## WRITTEN REQUEST A
Reproduce the stretch of the Harvard Summer Pops Band article from "It’s a Wednesday" through "once – silence.", replacing "Lowell Hall" with "Sanders Theatre".
## WRITTEN REQUEST B
According to the Harvard Summer Pops Band article, in what year did Everett launch the band?

## PASSAGE GIVEN
On the last afternoon in July, on the steps of the Memorial Church, Harvard Band director Thomas Everett led a rebellion of sorts.

Alan
First-time band member Alan Walker plays the tuba during a rehearsal of ‘America the Beautiful.’ Staff photo by Ruby Arguilla

There, before an audience sprawled across Harvard’s stately Tercentenary Theatre, Everett directed more than 100 musicians who had neither paid for nor received academic credit, nor competed, nor even auditioned for the experience. Several days later, on August 3, his anomalous band took to the Hatch Shell on Boston’s Esplanade for a concert of wind band music by John Williams, Percy Grainger, and Leroy Anderson ’29, among others.

“It’s very un-Harvard,” Everett admits of the Harvard Summer Pops Band, co-sponsored by the Harvard Summer School and the Harvard University Band. “By all rights, it shouldn’t work.”

Yet the Harvard Summer Pops Band does work; it has worked for 30 years.

Everett launched the band in 1972 to fill the summer void in the Boston area’s otherwise thriving music scene. Now, up to 150 woodwind, brass, and percussion players catch the Summer Pops Band habit each summer, making it the largest ensemble to play at the Hatch Shell every year.

“The goal is not the same as the Boston Symphony … the goal is not the same, probably, as Cambridge Rindge and Latin High School,” says Everett. Rather than perfection, the Summer Pops Band shoots to make rousing music with joy and creativity. Short of “doing bodily harm to themselves or to the ensemble,” Everett says, musicians of all stripes are encouraged to participate however they wish.

Making music, not notes

It’s a Wednesday night rehearsal in Lowell Hall, and the band has just brought Sergei Prokofiev’s “Athletic Festival March” to a triumphant close. Brass soars, percussion thunders, then – at once – silence.

“Ooh, nice,” a trombone player whispers as the ensemble sticks the ending.

Perhaps, but Everett has comments. He sings, he jokes, he waves his hand to illustrate a melodic line.

Shadow of player on
Trombone and trombonist (above) cast interesting shadows as they prepare for a rehearsal. Staff photo by Kris Snibbe 

“There’s a richness of flutes here that we’re so fortunate to have,” he says, nodding to the proud and robust flute section. “We just can’t use them all at once.”

It’s classic Everett coaching: a gentle suggestion delivered with enthusiasm and plenty of humor to cushion the blow.

## EXTRACTED RECORDS
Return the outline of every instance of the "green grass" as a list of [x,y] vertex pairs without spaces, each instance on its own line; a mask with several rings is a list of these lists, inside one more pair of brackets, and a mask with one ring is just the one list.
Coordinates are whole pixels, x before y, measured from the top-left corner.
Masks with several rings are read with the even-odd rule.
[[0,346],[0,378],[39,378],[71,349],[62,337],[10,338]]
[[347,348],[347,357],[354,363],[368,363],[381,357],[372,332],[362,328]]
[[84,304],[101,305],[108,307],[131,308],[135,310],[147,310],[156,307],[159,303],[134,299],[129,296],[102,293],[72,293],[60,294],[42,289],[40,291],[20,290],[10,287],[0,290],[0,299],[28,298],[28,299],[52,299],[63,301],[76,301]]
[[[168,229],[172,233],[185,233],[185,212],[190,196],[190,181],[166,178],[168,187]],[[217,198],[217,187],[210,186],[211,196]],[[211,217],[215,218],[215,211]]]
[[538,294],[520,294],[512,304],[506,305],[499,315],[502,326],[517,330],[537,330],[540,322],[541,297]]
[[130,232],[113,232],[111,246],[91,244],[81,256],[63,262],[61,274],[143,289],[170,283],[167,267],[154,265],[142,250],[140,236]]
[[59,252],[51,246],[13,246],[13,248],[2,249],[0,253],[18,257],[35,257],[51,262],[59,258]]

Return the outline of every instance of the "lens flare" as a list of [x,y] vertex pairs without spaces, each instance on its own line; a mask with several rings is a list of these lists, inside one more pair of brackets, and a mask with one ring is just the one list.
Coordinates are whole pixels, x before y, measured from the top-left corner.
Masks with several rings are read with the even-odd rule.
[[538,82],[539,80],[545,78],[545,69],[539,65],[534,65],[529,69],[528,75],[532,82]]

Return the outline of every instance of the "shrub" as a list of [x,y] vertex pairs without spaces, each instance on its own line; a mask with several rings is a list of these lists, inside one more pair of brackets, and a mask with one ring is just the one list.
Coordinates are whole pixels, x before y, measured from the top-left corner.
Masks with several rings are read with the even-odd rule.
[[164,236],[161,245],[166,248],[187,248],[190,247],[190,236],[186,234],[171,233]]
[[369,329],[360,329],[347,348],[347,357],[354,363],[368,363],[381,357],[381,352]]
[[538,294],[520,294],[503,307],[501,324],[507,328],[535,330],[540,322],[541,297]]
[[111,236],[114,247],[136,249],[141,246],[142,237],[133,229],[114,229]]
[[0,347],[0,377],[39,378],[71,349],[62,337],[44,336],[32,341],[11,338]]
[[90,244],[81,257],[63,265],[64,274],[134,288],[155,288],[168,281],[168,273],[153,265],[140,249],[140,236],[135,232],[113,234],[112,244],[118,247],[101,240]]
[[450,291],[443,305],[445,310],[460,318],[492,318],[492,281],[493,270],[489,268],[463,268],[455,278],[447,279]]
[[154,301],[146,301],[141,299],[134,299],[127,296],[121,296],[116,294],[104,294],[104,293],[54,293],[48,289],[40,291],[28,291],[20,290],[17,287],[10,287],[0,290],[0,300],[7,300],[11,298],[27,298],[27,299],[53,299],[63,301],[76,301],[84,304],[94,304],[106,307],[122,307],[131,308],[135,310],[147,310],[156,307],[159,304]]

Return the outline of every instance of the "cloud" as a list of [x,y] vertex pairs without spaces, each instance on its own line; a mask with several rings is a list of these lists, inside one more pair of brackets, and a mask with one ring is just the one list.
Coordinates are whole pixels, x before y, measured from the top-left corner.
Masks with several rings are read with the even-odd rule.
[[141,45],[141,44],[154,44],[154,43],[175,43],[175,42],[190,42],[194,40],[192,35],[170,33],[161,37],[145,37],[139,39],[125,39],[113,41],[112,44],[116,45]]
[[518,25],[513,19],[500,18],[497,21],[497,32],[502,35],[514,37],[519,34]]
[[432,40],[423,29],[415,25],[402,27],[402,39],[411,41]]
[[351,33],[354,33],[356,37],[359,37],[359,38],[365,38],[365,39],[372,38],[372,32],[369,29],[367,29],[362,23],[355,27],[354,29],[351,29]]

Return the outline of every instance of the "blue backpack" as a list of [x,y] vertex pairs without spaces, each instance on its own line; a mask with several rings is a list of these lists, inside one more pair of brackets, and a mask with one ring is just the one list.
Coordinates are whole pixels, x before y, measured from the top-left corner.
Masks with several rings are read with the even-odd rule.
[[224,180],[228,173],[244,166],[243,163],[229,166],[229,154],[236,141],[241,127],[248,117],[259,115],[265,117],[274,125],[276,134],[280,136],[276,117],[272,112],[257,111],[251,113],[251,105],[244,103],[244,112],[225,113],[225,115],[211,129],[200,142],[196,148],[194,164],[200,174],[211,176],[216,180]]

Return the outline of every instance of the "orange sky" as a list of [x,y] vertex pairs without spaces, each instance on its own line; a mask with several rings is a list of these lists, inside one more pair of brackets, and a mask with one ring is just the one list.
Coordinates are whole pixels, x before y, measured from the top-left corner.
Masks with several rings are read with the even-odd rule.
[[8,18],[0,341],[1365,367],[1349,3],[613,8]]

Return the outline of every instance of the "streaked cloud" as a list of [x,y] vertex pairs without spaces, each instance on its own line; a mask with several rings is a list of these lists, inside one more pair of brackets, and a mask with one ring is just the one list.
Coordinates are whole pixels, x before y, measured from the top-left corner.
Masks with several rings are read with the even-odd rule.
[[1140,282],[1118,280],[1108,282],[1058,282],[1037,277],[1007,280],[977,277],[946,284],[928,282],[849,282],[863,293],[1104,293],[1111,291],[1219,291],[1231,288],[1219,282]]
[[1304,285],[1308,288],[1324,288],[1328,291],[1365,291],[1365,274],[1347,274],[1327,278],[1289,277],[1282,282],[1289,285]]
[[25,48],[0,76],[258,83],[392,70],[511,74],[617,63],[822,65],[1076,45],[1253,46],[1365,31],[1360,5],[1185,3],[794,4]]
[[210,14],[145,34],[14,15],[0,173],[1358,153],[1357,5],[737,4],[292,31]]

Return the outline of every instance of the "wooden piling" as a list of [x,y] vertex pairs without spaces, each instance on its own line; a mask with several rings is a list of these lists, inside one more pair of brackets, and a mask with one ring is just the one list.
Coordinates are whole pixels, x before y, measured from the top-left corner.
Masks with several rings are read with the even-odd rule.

## FINAL ANSWER A
It’s a Wednesday night rehearsal in Sanders Theatre, and the band has just brought Sergei Prokofiev’s “Athletic Festival March” to a triumphant close. Brass soars, percussion thunders, then – at once – silence.

## FINAL ANSWER B
1972